(Natural-language object grounding data)
"""

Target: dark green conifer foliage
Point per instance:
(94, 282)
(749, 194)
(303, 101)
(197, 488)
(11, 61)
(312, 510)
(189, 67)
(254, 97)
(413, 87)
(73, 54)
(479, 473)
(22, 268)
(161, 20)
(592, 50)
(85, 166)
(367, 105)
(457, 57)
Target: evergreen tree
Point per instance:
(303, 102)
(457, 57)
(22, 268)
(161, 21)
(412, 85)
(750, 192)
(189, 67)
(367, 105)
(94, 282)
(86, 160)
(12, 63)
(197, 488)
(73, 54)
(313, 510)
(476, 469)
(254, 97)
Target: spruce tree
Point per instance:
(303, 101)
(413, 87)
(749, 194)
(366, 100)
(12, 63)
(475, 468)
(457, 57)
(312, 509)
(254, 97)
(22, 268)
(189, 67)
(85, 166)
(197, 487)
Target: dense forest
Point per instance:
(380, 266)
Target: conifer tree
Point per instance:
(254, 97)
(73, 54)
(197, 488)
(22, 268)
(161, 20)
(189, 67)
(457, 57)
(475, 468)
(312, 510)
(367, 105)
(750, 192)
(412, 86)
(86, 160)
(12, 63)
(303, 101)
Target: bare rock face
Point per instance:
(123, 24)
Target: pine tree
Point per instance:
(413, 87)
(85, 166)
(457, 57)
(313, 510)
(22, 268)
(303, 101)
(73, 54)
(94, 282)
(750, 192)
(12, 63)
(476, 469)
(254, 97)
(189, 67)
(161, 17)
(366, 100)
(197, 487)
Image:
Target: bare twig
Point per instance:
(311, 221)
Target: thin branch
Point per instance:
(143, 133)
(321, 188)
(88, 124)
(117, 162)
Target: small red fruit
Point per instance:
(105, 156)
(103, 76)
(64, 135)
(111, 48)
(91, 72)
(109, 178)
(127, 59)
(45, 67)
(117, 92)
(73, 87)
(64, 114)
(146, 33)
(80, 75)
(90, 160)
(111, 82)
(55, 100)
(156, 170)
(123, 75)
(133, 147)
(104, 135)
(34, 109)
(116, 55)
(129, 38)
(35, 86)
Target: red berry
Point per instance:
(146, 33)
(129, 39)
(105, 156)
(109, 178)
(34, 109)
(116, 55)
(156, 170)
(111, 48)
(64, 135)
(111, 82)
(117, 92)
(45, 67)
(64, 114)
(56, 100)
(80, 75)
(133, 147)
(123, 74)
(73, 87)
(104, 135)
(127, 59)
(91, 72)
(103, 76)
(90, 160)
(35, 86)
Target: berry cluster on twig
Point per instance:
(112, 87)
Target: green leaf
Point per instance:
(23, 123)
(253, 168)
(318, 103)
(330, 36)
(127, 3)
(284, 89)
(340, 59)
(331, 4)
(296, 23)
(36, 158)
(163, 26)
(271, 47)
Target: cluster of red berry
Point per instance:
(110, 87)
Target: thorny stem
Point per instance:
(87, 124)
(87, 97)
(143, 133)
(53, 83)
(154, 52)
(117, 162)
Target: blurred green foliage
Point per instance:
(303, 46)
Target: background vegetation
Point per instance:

"""

Each of the records is to be repeated word for word.

Target: dark green conifer foliage
Point per instance:
(94, 282)
(749, 194)
(303, 101)
(197, 488)
(11, 61)
(312, 510)
(189, 67)
(254, 97)
(413, 87)
(73, 54)
(479, 473)
(22, 268)
(161, 20)
(592, 50)
(85, 166)
(367, 105)
(457, 57)
Target: evergreen tree
Point per instance:
(303, 102)
(457, 57)
(22, 268)
(161, 21)
(412, 85)
(750, 192)
(189, 67)
(367, 105)
(94, 282)
(86, 160)
(12, 63)
(197, 488)
(73, 54)
(313, 510)
(476, 469)
(254, 97)
Target: spruce tree
Point per instance:
(303, 101)
(413, 87)
(749, 194)
(366, 100)
(12, 63)
(475, 468)
(457, 57)
(312, 509)
(254, 97)
(22, 268)
(189, 67)
(85, 166)
(197, 487)
Target: dense forest
Point per instance:
(380, 266)
Target: conifer tree
Point per instance:
(254, 97)
(73, 54)
(197, 488)
(22, 268)
(161, 20)
(189, 67)
(457, 57)
(475, 468)
(312, 510)
(367, 105)
(750, 192)
(412, 86)
(86, 160)
(12, 63)
(303, 101)
Target: bare rock face
Point per instance:
(123, 24)
Target: pine tree
Point per instance:
(413, 87)
(85, 166)
(457, 57)
(313, 510)
(22, 268)
(303, 101)
(73, 54)
(94, 282)
(750, 192)
(12, 63)
(476, 469)
(254, 97)
(189, 67)
(161, 17)
(366, 100)
(197, 487)
Image:
Target: bare twig
Point per instance:
(311, 221)
Target: thin branch
Point per instance:
(143, 133)
(321, 188)
(88, 124)
(117, 162)
Target: small red fruit
Point per instance:
(105, 156)
(103, 76)
(64, 135)
(111, 48)
(91, 72)
(109, 178)
(127, 59)
(45, 67)
(117, 92)
(73, 87)
(64, 114)
(146, 33)
(80, 75)
(90, 160)
(111, 82)
(55, 100)
(156, 170)
(123, 75)
(133, 147)
(104, 135)
(34, 109)
(116, 55)
(129, 38)
(35, 86)
Target: red berry
Point per instance:
(146, 33)
(129, 39)
(105, 156)
(109, 178)
(34, 109)
(116, 55)
(156, 170)
(111, 48)
(64, 135)
(111, 82)
(117, 92)
(45, 67)
(64, 114)
(56, 100)
(80, 75)
(133, 147)
(123, 74)
(73, 87)
(104, 135)
(127, 59)
(91, 72)
(103, 76)
(90, 160)
(35, 86)
Target: berry cluster on twig
Point per instance:
(112, 87)
Target: green leaf
Point per instance:
(23, 123)
(253, 168)
(318, 103)
(330, 36)
(127, 3)
(284, 89)
(340, 59)
(331, 4)
(296, 23)
(36, 158)
(163, 26)
(271, 47)
Target: cluster of red berry
Point per instance:
(110, 87)
Target: thorny stem
Point per instance:
(87, 124)
(87, 97)
(143, 133)
(53, 83)
(154, 52)
(117, 162)
Target: blurred green foliage
Point per instance:
(303, 46)
Target: background vegetation
Point per instance:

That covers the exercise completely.